PROVIDED RECORDS:
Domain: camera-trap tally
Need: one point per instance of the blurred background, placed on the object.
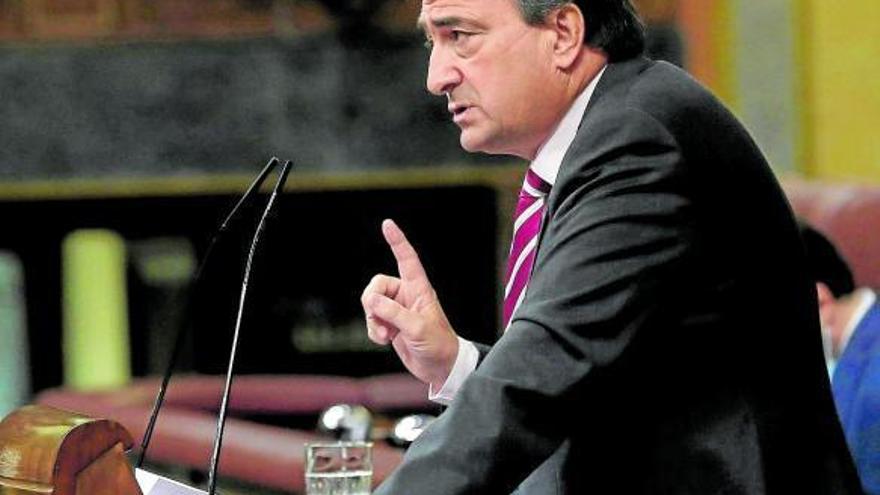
(129, 127)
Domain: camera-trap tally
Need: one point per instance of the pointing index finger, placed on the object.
(408, 263)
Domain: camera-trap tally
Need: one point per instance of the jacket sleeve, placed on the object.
(618, 228)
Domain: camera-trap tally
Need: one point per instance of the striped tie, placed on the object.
(526, 227)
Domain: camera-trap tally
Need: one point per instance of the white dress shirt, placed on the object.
(546, 164)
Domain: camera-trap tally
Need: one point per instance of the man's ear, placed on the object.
(824, 294)
(569, 28)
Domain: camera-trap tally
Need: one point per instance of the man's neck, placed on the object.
(587, 67)
(850, 311)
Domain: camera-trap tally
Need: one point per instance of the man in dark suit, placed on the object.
(661, 334)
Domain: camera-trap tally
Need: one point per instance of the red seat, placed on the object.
(850, 216)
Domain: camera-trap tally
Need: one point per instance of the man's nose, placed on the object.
(443, 74)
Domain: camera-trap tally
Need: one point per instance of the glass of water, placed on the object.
(339, 468)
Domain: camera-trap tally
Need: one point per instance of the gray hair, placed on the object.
(535, 11)
(612, 25)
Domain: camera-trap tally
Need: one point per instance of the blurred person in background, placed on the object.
(850, 318)
(652, 250)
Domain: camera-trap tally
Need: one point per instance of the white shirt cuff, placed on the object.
(465, 364)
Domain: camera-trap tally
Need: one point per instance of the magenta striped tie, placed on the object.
(526, 227)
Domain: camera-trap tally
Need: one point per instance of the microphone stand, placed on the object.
(181, 331)
(221, 422)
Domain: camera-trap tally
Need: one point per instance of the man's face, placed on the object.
(496, 71)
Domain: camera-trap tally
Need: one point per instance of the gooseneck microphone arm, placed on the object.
(181, 330)
(221, 422)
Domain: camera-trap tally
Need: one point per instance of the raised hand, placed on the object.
(404, 311)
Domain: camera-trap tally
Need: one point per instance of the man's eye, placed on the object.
(459, 35)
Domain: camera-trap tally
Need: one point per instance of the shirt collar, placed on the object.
(549, 158)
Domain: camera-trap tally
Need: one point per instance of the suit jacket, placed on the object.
(856, 386)
(668, 342)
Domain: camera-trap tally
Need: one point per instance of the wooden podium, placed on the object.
(53, 452)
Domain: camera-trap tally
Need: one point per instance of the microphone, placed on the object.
(221, 421)
(197, 280)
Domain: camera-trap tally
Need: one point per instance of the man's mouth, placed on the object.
(458, 111)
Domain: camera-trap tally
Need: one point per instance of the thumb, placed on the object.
(392, 312)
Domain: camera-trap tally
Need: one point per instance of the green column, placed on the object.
(96, 337)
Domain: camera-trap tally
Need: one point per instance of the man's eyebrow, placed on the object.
(440, 22)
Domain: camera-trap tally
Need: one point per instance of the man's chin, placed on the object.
(473, 144)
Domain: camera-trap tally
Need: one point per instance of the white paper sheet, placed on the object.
(153, 484)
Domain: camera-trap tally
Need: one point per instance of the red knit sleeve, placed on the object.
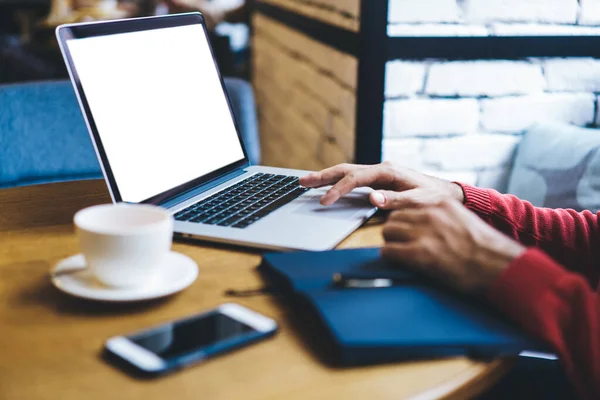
(559, 307)
(569, 237)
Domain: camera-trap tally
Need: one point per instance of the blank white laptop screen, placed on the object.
(159, 107)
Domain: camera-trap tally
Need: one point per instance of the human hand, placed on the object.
(396, 187)
(450, 243)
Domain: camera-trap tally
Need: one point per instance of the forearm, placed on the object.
(566, 235)
(558, 307)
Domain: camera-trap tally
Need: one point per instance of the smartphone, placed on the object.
(188, 341)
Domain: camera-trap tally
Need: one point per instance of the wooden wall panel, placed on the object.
(342, 13)
(306, 98)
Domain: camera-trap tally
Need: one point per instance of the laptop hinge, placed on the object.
(168, 203)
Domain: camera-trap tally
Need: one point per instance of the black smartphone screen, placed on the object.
(174, 340)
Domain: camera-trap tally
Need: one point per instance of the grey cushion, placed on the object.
(558, 166)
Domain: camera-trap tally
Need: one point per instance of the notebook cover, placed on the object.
(419, 319)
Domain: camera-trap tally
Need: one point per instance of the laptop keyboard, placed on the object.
(244, 203)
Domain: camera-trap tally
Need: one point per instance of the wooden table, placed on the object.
(50, 343)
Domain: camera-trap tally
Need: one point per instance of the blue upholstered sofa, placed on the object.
(43, 137)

EXERCISE DIRECTIONS:
Restate the whole listing above exactly, please, omitting every image.

TASK ANSWER:
Domain: camera-trap tally
Need: one point per instance of the blurred background, placed on the object.
(129, 127)
Domain: camera-trap tally
Need: one point per instance of the pointing index finger, placed on the object.
(408, 263)
Domain: camera-trap tally
Need: one point per instance of the jacket sleeve, placed on the object.
(618, 228)
Domain: camera-trap tally
Need: one point per instance of the striped tie, placed on the object.
(526, 227)
Domain: camera-trap tally
Need: one point per instance of the white dress shirt, placed on the object.
(546, 164)
Domain: camera-trap tally
Need: one point per instance of the man's ear, placed on the object.
(824, 294)
(569, 28)
Domain: camera-trap tally
Need: one point per instance of the man's neck, placed on the object.
(587, 67)
(850, 311)
Domain: camera-trap tally
Need: one point per instance of the man in dark suit, placed on the object.
(661, 334)
Domain: camera-trap tally
Need: one point per instance of the red seat, placed on the object.
(850, 216)
Domain: camera-trap tally
Need: one point per instance of the man's nose, placed on the object.
(443, 74)
Domain: camera-trap tally
Need: one point per instance of the glass of water, placed on the object.
(339, 468)
Domain: camera-trap tally
Need: one point per instance of the gray hair, placed on the object.
(535, 11)
(612, 25)
Domain: camera-trap tally
Need: one point per instance of the blurred person in background, placed on the object.
(850, 318)
(652, 250)
Domain: camera-trap tally
Need: one point per instance of the white shirt cuff, placed on the object.
(465, 364)
Domain: camera-trap tally
Need: one point per instance of the magenta striped tie, placed on the object.
(526, 227)
Domain: camera-trap tally
Need: one point per instance of the microphone stand, placed on the object.
(181, 331)
(221, 422)
Domain: camera-trap tally
Need: one point per instance of the man's face, placed on the object.
(496, 71)
Domain: camera-trap tally
Need: one point per instance of the gooseneck microphone arm, placed on the object.
(181, 330)
(221, 422)
Domain: camera-trap tally
Need: one point per instance of the raised hand, placed on the object.
(404, 311)
Domain: camera-trap tally
Need: one point per instance of the man's eye, placed on the object.
(459, 35)
Domain: camera-trap tally
Need: one point per instance of the shirt collar, placed on the object.
(549, 158)
Domain: camera-trap tally
Need: one point per instance of the suit jacket, placed on the object.
(856, 386)
(668, 342)
Domain: camera-trap tally
Need: one point per instance of the wooden podium, placed on the object.
(53, 452)
Domain: camera-trap tally
Need: one point per instance of the microphone, placed on the object.
(221, 421)
(197, 280)
Domain: camera-trap tally
Need: one point per instance of the man's mouth, placed on the object.
(458, 111)
Domain: camera-trap tally
Need: one point per instance of the thumb, placed on the object.
(392, 312)
Domain: camera-trap tally
Need: one point per instance of the green column, placed on the object.
(96, 337)
Domain: camera-trap tally
Need: one point per instance of the man's eyebrow, placed on the object.
(440, 22)
Domain: camera-trap tally
Need: one point per instance of the man's chin, placed on the object.
(473, 144)
Domain: camera-trap tally
Need: one point per instance of the white paper sheet, placed on the object.
(153, 484)
Domain: camera-trap tally
Need: one point per instance of the red knit sleeve, placed on the object.
(559, 307)
(569, 237)
Domain: camera-trap tally
Need: one point per instance of the blank white laptop screen, placed on the object.
(159, 107)
Domain: camera-trap tally
Need: one point per instance of the human hand, placed on the object.
(396, 187)
(450, 243)
Domain: camera-trap tally
Need: one point per instance of the forearm, placed on the object.
(566, 235)
(558, 307)
Domain: camera-trap tally
Need: one point per instance of the smartphone, placed on the object.
(188, 341)
Domain: camera-trap tally
Need: one point per instance of the wooden wall panel, placed on the object.
(342, 13)
(306, 98)
Domain: camera-trap tally
Need: one point per instance of the laptop hinge, placed on the object.
(168, 203)
Domain: camera-trap tally
Need: one point per instance of the black smartphone screen, placed on the object.
(174, 340)
Domain: camera-trap tally
Need: one point per instance of the grey cushion, placed on the object.
(558, 166)
Domain: camera-trap tally
Need: one point per instance of the notebook cover, placed on the object.
(419, 319)
Domain: camera-trap tally
Need: one point per instance of the laptop keyboard, placed on the object.
(244, 203)
Domain: camera-trap tally
Need: one point per instance of the wooden table, placed on the object.
(50, 343)
Domain: camera-trap tally
Need: one point per instance of the blue upholstered sofa, placed on the object.
(43, 137)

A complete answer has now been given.